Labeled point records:
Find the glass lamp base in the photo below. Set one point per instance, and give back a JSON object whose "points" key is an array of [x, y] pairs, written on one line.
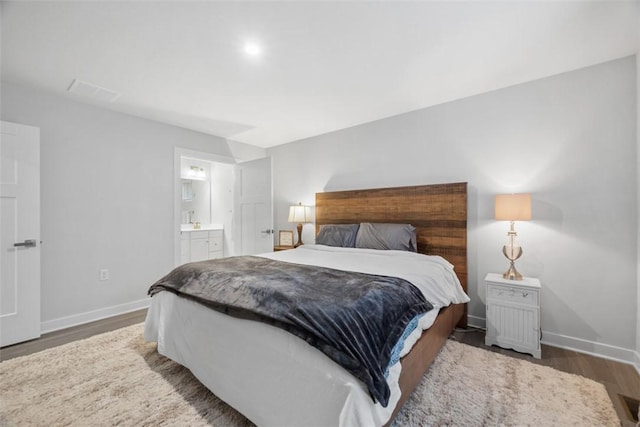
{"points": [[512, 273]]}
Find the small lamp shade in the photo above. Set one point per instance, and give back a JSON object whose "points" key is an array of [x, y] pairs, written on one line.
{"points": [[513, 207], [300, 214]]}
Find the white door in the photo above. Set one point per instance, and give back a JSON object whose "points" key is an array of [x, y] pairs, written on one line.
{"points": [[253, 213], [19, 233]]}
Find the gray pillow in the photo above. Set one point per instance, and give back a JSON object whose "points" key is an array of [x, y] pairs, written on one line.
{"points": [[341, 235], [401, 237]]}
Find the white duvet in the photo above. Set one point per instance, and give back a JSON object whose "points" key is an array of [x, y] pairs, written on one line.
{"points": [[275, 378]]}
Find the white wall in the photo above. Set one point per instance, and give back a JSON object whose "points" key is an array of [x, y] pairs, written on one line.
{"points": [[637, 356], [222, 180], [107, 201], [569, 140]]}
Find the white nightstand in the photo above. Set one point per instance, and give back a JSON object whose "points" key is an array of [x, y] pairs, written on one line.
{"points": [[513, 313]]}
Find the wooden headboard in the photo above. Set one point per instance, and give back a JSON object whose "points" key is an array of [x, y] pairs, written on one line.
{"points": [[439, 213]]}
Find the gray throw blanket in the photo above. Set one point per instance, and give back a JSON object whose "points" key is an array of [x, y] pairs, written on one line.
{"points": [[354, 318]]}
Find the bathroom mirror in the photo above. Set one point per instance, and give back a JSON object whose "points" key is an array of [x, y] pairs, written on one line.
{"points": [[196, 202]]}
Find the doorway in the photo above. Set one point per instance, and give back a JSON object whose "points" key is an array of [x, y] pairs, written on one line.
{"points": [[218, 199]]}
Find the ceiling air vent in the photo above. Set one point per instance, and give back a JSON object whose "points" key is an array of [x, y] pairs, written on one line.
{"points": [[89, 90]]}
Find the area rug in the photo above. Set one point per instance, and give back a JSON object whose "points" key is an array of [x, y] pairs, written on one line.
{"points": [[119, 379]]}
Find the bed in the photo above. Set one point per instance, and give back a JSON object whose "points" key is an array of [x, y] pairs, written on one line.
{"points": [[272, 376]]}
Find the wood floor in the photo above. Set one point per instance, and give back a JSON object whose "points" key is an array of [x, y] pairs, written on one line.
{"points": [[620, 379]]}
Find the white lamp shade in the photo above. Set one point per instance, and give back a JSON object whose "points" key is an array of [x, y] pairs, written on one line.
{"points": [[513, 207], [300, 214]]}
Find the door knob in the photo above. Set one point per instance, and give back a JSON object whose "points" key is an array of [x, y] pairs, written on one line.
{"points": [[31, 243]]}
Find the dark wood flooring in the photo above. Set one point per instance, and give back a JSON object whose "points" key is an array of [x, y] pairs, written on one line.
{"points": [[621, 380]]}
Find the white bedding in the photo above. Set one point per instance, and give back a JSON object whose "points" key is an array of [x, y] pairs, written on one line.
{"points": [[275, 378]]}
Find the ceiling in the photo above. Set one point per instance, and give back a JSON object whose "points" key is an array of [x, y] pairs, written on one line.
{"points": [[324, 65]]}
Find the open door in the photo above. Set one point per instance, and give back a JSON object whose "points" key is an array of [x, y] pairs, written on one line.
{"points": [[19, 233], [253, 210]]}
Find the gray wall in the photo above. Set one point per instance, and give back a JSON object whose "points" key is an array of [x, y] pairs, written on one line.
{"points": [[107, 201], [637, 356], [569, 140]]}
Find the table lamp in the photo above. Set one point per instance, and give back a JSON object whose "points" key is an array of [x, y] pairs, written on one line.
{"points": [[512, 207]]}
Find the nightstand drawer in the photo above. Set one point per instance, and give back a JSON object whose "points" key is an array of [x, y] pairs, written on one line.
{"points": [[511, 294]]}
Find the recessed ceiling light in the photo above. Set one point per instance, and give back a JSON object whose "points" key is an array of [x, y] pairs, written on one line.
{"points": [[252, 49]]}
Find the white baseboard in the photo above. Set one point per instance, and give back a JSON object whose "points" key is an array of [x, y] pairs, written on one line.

* _Instructions to follow_:
Please copy out the entries exactly, starting with the line containing "Find the gray wall" and going on through the end of the entries.

* _Response to the task_:
Find the gray wall in the photo above. Set one point per instance, and give back a JSON object whose "points" key is an array of [x, y] pairs, written on one line.
{"points": [[107, 201], [637, 356], [569, 140]]}
Find the table lamp in the photo above. Set one point per instance, and give back a JSON object whose "points" key is an array of [x, y] pairs, written on one line.
{"points": [[512, 207]]}
Find the nightstand drawer in the photo above. Set one point per instance, and give back a JSON object whose "points" key is an array of [x, y] pairs, written on one line.
{"points": [[511, 294]]}
Find the recessed ceiling light in the photo above. Set one point per instance, and give back a JSON object whose "points" key is an array of [x, y] pairs, written on one line.
{"points": [[252, 49]]}
Find the white baseboard in the photo above. Set one point per instance, and give back a JSON object whose "points" key is an array of [x, y] pairs, written on one line.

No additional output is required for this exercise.